[Start of section]

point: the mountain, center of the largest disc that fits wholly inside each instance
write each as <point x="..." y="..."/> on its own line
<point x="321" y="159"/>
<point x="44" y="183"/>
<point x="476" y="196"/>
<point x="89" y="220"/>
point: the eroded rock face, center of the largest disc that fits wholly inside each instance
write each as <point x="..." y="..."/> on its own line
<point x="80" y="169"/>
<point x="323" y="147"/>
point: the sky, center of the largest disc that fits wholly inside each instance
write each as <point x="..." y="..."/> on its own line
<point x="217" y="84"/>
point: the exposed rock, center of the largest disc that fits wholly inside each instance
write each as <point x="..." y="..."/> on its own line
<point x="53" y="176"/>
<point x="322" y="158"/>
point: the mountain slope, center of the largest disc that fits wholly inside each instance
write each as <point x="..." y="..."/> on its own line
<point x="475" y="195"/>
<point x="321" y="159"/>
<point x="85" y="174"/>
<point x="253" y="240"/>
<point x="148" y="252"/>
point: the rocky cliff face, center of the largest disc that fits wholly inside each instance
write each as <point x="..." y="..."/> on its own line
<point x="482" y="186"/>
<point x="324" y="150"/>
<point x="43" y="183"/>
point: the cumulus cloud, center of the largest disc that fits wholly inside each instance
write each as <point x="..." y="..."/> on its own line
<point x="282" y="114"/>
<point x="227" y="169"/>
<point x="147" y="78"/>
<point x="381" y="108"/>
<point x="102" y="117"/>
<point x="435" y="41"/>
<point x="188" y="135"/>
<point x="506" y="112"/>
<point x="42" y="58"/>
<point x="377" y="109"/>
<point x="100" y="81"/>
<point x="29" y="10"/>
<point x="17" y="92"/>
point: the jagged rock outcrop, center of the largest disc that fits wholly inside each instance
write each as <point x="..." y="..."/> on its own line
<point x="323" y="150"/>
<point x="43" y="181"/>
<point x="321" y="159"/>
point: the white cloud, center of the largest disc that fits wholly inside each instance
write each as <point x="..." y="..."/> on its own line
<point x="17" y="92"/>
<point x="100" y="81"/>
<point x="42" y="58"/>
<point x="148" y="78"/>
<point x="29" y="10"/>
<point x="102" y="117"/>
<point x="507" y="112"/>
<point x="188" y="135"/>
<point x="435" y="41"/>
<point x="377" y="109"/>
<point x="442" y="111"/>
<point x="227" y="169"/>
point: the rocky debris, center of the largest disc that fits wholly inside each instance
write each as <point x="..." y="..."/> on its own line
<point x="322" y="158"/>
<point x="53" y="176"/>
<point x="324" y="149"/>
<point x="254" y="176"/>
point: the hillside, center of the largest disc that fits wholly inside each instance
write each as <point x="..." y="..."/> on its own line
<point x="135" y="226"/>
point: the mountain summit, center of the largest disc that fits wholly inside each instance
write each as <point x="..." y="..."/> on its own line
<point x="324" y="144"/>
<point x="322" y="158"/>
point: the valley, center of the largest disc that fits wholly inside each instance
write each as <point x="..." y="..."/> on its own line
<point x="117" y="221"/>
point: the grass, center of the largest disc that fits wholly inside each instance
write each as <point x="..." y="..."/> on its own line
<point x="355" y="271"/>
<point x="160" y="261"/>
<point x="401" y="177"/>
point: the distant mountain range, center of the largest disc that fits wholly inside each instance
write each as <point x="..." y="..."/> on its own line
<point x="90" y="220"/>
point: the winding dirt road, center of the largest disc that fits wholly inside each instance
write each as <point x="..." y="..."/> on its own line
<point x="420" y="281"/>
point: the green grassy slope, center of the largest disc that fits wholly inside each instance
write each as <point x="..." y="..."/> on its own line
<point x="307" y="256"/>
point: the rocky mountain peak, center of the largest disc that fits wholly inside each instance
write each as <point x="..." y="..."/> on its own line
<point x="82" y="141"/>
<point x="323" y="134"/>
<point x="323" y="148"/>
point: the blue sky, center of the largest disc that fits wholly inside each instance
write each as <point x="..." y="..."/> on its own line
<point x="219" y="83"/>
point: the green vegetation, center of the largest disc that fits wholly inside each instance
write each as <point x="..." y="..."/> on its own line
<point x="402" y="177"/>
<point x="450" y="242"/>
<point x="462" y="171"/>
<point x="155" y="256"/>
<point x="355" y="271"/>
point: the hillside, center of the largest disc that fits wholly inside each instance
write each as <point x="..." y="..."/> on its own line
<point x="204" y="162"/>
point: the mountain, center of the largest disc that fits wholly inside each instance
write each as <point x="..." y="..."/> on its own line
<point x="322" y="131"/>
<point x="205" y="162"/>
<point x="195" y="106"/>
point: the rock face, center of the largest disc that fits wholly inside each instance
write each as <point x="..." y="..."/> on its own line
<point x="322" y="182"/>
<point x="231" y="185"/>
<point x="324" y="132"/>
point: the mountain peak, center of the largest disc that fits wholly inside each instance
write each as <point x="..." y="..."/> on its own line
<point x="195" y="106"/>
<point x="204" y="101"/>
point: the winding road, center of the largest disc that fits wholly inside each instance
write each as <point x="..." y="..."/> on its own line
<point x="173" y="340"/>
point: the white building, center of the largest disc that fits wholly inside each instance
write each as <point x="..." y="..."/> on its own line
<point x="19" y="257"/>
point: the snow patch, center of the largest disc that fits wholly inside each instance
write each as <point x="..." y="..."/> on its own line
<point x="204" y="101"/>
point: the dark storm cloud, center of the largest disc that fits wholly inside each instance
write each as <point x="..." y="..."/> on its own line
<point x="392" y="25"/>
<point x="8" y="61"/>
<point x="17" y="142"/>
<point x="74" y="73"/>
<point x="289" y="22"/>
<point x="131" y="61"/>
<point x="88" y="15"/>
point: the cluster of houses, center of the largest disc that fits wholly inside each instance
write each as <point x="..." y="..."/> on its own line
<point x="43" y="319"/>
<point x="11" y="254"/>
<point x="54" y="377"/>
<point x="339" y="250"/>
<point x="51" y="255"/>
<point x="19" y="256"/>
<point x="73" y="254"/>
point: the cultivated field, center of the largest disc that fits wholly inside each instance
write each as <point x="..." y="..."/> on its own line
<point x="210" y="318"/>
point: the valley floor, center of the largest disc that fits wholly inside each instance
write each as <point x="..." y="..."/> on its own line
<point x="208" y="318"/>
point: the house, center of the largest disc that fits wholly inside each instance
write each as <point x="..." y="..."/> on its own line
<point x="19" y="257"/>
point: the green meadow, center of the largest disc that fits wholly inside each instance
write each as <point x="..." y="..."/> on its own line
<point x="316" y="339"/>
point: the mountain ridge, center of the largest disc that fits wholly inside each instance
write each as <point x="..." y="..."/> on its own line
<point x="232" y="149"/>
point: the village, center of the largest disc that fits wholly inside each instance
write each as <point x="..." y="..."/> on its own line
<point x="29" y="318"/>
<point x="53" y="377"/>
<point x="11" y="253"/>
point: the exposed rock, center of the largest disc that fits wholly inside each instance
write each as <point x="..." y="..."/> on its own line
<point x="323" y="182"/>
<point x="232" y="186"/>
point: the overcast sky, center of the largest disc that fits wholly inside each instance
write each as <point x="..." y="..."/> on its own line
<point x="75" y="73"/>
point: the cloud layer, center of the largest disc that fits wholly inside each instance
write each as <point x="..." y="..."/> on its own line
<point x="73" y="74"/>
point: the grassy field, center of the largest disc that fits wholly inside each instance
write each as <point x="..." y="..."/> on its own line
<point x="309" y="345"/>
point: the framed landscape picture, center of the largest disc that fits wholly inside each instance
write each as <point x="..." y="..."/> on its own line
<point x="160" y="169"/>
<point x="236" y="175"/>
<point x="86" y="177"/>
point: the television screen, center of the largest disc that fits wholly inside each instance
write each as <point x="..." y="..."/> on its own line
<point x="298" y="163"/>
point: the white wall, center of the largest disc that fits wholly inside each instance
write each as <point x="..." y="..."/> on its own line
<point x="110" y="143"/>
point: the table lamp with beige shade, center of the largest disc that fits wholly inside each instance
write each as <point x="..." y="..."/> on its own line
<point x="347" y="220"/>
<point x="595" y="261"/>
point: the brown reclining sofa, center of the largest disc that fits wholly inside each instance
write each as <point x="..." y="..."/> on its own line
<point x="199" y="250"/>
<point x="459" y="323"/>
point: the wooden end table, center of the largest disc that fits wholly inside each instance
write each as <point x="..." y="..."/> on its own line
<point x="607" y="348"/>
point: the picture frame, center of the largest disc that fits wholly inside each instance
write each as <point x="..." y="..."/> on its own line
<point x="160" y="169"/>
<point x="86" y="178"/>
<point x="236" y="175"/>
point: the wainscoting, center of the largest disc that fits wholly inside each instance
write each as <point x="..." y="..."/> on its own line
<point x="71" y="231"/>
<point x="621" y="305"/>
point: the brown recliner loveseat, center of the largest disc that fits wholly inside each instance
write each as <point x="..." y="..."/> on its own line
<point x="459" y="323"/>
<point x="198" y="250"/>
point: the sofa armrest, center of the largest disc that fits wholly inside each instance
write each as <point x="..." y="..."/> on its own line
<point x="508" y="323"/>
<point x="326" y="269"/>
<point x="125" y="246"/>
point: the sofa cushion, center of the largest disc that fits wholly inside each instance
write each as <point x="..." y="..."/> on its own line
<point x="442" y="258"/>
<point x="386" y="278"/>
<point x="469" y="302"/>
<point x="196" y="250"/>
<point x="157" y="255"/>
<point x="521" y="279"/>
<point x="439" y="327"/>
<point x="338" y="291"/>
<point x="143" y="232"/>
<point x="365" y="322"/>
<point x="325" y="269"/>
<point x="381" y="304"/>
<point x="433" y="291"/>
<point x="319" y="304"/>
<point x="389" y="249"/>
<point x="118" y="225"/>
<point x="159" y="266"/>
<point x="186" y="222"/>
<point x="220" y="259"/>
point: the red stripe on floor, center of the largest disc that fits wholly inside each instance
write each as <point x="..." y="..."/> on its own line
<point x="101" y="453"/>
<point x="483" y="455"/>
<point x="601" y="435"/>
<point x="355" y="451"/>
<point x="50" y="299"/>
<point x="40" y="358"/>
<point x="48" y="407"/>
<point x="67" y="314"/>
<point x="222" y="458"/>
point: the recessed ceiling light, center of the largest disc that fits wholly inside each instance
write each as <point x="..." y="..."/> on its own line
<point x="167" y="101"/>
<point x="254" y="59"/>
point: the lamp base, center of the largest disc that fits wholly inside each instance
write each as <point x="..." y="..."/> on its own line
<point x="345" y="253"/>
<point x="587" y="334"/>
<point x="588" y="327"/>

[End of section]

# [What to work on]
Where a line above holds the string "road", copy that line.

# [Written response]
point: the winding dirt road, center of the largest disc that fits wholly inside each instance
point: the winding road, center of the largest disc that fits wholly inside each instance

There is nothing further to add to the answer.